= Assessment of basic language and learning skills =

Child development assessment tool

The assessment of basic language and learning skills (ABLLS, often pronounced "ables") is an educational tool used frequently with applied behavior analysis (ABA) to measure the basic linguistic and functional skills of an individual with developmental delays or disabilities.

==Development==
The revised assessment of basic language and learning skills (ABLLS-R) is an assessment tool, curriculum guide, and skills-tracking system used to help guide the instruction of language and critical learner skills for children with autism or other developmental disabilities. It provides a comprehensive review of 544 skills from 25 skill areas including language, social interaction, self-help, academic and motor skills that most typically developing children acquire prior to entering kindergarten. Expressive language skills are assessed based upon the behavioral analysis of language as presented by B.F. Skinner in his book Verbal Behavior (1957). The task items within each skill area are arranged from simpler to more complex tasks. This practical tool facilitates the identification of skills needed by the child to effectively communicate and learn from everyday experiences. The information obtained from this assessment allows parents and professionals to pinpoint obstacles that have been preventing a child from acquiring new skills and to develop a comprehensive language-based curriculum.

The ABLLS-R comprises two documents. The ABLLS-R Protocol is used to score the child's performance on the task items and provides 15 appendices that allow for the tracking of a variety of specific skills that are included in the assessment. The ABLLS-R Guide provides information about the features of the ABLLS-R, how to correctly score items, and how to develop Individualized Education Program (IEP) goals and objectives that clearly define and target the learning needs of a student.

RECORDS SHOWN:

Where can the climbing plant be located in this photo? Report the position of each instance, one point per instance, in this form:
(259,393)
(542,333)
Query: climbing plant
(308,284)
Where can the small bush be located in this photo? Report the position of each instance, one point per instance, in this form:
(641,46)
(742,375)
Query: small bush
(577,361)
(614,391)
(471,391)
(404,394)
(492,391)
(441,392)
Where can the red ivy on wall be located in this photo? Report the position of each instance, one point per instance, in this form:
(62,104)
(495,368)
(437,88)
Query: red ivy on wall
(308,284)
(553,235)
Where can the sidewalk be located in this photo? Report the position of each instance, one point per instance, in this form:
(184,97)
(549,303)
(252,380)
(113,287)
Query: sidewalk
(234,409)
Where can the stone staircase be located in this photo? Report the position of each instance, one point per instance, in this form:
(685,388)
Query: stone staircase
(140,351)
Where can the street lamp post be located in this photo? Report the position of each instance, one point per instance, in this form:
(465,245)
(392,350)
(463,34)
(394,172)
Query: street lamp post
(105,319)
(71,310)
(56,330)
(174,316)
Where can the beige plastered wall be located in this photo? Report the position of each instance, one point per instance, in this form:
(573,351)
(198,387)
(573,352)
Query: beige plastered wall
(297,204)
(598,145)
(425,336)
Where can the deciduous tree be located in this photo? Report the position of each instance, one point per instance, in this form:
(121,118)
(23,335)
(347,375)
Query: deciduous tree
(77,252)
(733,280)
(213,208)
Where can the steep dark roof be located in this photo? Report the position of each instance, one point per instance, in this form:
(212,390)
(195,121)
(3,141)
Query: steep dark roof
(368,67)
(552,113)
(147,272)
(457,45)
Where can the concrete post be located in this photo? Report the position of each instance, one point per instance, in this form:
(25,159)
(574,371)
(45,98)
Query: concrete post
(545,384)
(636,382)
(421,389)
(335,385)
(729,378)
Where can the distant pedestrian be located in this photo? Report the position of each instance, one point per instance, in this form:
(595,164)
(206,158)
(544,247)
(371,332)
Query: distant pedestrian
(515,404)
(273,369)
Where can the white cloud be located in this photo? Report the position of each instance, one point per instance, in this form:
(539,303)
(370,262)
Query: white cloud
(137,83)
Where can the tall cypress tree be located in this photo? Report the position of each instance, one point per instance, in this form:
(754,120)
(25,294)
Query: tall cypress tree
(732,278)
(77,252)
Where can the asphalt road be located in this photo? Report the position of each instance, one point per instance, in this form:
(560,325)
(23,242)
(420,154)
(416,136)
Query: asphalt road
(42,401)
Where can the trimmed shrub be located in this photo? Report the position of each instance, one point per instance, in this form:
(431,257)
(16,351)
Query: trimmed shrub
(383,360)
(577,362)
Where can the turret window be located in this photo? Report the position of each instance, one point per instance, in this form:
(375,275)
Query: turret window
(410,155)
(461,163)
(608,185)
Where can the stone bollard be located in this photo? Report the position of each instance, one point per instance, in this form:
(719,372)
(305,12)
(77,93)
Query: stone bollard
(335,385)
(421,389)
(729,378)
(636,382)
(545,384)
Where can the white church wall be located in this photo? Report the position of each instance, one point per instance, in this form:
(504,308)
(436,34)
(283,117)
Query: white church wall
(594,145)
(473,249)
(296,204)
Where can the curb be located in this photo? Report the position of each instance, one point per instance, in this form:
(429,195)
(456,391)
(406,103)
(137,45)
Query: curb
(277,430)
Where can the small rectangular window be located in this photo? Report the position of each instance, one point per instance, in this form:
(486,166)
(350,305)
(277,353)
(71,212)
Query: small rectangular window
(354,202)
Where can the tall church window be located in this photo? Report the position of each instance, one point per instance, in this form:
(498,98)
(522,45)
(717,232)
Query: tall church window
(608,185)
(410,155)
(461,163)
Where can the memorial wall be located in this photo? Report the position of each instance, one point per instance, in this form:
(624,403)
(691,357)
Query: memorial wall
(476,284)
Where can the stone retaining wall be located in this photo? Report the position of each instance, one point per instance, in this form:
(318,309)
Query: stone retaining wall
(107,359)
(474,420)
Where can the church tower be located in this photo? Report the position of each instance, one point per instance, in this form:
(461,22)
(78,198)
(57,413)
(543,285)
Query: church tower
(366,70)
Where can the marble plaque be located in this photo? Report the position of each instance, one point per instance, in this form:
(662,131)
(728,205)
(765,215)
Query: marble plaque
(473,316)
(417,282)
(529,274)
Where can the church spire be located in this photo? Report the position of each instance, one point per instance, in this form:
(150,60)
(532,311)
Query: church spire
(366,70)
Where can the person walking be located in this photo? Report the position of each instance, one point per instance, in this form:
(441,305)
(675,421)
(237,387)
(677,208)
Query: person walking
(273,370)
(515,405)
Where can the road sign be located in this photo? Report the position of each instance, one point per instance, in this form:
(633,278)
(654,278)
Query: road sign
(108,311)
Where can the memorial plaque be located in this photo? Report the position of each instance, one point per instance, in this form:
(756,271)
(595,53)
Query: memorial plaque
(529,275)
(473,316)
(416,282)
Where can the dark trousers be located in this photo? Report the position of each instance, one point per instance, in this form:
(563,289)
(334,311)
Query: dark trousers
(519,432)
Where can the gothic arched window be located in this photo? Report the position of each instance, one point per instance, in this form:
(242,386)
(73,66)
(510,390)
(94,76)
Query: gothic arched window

DIRECTION 1: Which lines of the listing contain the string "road"? Pick those lines out and copy each one.
DIRECTION 2: Could you take the text on the assessment of basic language and learning skills further, picking up after its last sentence?

EXERCISE OUTPUT 1:
Where can the asphalt road be located in this photo? Report the position of each instance, one point per instance, in this form:
Query: asphalt road
Where can the road sign be located in this photo? Report the position of each instance, one point per instance, in this form:
Query: road sign

EXERCISE OUTPUT 2:
The original version was first released in 1998 by Behavior Analysts, Inc. and was developed by James W. Partington, Ph.D., BCBA-D and Mark L. Sundberg, Ph.D, BCBA-D. It was revised in 2006 by Partington. The revised version incorporates many new task items and provides a more specific sequence in the developmental order of items within the various skill areas. Significant changes were made in the revised version of the vocal imitation section with input from Denise Senick-Pirri, SLP-CCC. Additional improvements were made to incorporate items associated with social interaction skills, motor imitation and other joint attention skills, and to ensure the fluent use of established skills. Dr. Mark Sundberg, later went on to author his Verbal Behavioral assessment called the VB-MAPP in 2008.

Another assessment tool for learning is the International Development and Early Learning Assessment. This tool is used to measure and compare a child's, usually between the ages of three and six years, behavioral development and learning capabilities in other countries. Countries that used IDELA included Afghanistan, Bolivia, Ethiopia, Uganda, and Vietnam. The IDELA is based on a child's emergent literacy, emergent numeracy, Social-emotional skills, and motor skills.

==WebABLLS and normative data==

The WebABLLS is an electronic version of the assessment. It allows parents, teachers, speech pathologists, behavior analysts, and others who design, coordinate, or supervise language or skill-acquisition programs to expedite the development of IEPs, progress reports, and to easily share information about a child. The WebABLLS provides videos of many skills that are measured by the ABLLS-R and can be used to demonstrate those specific skills.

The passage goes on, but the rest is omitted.